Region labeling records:
◆ ◆ ◆ ◆

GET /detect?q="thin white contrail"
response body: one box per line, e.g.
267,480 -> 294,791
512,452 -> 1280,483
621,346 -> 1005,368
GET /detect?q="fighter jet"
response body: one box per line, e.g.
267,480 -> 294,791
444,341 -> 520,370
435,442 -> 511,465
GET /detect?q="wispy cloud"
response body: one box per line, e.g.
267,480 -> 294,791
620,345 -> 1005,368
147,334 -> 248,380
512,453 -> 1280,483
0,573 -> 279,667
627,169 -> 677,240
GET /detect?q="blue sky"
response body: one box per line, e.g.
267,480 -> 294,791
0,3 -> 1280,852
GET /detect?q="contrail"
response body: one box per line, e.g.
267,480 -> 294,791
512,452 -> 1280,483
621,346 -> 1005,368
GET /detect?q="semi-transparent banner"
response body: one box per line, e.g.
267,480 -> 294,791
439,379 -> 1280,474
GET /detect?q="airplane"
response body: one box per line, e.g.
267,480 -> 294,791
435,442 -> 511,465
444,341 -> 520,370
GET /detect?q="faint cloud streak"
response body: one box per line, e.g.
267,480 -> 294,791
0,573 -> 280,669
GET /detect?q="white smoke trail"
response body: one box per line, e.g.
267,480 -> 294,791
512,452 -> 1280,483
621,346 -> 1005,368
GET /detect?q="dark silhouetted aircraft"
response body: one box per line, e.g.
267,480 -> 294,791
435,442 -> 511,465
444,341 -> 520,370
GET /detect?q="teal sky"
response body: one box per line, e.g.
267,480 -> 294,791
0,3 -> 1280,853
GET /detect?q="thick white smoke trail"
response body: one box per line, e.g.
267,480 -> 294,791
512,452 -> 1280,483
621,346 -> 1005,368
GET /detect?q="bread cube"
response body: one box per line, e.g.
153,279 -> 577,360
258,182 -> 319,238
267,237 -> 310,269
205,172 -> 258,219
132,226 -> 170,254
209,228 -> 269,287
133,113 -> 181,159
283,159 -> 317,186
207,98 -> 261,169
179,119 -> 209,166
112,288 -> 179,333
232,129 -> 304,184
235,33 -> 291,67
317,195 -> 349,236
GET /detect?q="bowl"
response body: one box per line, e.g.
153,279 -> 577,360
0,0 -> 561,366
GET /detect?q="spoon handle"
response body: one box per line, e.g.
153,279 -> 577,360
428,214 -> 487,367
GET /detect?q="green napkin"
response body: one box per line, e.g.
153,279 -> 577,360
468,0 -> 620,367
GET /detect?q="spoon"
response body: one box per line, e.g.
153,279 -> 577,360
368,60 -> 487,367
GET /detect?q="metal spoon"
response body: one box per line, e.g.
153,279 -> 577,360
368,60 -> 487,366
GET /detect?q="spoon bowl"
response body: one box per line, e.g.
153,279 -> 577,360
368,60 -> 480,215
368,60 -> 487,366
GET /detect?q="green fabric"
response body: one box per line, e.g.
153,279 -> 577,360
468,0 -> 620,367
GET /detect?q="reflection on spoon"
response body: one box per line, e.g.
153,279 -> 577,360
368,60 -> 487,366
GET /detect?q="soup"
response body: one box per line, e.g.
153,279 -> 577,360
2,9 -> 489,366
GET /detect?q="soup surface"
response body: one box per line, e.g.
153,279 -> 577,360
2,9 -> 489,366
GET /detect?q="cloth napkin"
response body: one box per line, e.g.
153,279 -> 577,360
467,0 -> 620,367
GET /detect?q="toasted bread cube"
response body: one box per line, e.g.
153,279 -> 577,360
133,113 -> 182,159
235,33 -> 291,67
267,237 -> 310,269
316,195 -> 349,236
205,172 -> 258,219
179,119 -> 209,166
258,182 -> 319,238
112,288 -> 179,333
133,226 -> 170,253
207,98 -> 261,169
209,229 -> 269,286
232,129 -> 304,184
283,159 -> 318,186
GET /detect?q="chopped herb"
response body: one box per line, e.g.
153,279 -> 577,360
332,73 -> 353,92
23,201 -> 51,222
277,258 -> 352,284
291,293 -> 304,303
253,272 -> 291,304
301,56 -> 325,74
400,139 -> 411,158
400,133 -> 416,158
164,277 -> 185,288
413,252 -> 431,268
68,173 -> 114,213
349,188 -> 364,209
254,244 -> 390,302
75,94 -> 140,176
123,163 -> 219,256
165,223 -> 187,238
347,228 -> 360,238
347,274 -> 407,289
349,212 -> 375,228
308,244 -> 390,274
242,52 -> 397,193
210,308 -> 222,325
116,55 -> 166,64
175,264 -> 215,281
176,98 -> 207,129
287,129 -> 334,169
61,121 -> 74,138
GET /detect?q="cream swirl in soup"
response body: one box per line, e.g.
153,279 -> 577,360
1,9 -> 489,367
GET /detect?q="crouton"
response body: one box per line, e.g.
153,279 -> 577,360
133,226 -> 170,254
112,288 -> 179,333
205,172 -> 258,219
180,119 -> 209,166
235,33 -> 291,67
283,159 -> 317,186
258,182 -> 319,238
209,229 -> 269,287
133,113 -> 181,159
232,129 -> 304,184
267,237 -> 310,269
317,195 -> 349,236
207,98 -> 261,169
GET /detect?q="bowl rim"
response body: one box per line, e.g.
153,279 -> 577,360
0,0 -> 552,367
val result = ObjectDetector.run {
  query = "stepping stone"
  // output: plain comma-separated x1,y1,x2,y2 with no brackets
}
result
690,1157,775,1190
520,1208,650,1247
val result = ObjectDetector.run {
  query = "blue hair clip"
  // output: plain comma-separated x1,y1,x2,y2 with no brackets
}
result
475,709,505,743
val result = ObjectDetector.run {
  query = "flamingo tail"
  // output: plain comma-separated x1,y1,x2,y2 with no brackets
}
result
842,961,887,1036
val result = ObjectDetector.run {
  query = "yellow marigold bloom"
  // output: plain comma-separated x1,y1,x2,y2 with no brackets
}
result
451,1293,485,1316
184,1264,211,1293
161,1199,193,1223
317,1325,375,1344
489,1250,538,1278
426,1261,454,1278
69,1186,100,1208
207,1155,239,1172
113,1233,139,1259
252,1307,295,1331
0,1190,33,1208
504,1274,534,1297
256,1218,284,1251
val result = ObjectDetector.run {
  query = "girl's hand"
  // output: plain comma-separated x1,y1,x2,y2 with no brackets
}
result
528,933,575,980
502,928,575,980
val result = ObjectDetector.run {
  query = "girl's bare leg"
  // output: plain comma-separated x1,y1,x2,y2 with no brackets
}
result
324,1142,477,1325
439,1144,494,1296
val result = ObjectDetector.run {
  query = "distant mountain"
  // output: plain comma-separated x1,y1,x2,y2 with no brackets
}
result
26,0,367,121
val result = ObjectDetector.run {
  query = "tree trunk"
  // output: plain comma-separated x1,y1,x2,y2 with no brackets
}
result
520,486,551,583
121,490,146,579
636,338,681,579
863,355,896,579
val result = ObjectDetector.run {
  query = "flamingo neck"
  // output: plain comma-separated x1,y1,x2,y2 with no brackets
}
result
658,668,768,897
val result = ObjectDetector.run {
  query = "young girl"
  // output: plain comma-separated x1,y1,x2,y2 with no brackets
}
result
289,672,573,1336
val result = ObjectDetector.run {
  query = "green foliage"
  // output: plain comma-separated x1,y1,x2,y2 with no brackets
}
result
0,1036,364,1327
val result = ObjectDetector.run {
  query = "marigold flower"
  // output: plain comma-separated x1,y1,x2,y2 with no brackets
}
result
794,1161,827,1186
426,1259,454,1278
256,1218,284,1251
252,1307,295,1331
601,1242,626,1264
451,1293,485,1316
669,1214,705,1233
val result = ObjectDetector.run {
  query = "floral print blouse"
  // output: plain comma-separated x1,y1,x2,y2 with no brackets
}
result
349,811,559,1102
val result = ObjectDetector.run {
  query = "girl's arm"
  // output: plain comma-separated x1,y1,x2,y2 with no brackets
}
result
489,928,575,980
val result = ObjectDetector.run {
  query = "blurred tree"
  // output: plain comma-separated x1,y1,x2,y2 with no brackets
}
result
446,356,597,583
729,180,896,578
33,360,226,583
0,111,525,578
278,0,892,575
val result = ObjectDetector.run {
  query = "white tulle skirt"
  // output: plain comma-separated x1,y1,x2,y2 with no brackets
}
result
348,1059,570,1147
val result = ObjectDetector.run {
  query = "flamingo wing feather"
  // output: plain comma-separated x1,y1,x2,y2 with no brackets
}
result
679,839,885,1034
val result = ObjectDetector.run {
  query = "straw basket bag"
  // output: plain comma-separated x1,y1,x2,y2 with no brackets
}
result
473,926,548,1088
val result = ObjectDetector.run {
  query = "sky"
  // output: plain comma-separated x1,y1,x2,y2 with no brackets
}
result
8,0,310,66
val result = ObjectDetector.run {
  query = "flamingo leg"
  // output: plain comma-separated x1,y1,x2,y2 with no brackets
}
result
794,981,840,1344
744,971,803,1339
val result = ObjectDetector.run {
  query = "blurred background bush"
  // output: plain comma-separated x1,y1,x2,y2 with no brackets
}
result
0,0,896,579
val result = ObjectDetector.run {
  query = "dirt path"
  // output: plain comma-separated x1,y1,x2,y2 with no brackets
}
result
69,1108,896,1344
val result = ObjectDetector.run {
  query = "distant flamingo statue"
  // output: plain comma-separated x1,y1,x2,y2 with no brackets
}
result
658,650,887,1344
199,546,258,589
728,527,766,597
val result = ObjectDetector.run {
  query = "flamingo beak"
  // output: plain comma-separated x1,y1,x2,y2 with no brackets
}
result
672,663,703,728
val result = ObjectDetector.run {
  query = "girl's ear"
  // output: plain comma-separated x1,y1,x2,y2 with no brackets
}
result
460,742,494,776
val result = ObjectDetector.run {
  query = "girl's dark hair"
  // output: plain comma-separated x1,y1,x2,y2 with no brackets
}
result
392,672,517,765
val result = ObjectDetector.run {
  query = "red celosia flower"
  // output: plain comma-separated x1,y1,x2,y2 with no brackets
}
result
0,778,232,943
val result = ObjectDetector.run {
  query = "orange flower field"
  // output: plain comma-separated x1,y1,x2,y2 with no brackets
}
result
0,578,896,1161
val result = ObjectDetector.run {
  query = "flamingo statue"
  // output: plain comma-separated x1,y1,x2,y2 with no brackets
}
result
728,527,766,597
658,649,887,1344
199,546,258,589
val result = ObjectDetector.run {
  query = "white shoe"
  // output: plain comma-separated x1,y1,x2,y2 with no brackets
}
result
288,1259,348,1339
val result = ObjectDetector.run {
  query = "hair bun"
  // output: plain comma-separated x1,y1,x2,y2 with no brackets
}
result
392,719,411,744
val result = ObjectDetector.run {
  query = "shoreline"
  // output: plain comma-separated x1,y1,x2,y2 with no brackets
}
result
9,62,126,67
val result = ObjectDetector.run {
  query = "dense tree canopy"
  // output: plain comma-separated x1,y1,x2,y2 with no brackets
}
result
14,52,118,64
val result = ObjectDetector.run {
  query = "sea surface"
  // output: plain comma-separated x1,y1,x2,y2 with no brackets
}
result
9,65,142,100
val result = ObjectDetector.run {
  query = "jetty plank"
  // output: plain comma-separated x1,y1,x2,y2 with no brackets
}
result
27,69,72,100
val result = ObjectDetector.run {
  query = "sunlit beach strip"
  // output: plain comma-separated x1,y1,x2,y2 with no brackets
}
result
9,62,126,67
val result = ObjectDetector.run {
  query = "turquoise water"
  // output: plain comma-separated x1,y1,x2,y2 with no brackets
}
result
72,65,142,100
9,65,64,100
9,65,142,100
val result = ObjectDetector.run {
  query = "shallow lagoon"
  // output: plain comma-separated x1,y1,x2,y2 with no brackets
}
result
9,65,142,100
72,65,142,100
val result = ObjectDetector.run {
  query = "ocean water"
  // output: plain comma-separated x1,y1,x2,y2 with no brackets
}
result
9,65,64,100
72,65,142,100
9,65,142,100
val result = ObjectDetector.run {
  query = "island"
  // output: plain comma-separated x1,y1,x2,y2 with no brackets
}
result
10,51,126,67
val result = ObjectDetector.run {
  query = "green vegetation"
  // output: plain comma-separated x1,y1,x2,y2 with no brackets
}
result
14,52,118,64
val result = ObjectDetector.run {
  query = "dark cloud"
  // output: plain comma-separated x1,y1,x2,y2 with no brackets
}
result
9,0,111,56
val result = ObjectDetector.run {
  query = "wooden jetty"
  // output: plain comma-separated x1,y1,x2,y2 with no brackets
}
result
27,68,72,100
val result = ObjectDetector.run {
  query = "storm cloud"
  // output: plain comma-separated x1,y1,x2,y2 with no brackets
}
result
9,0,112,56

◆ ◆ ◆ ◆

Request: How many lines in the records contain the string "bread"? Matches must have the same case. Reply with the number alone.

Task output: 2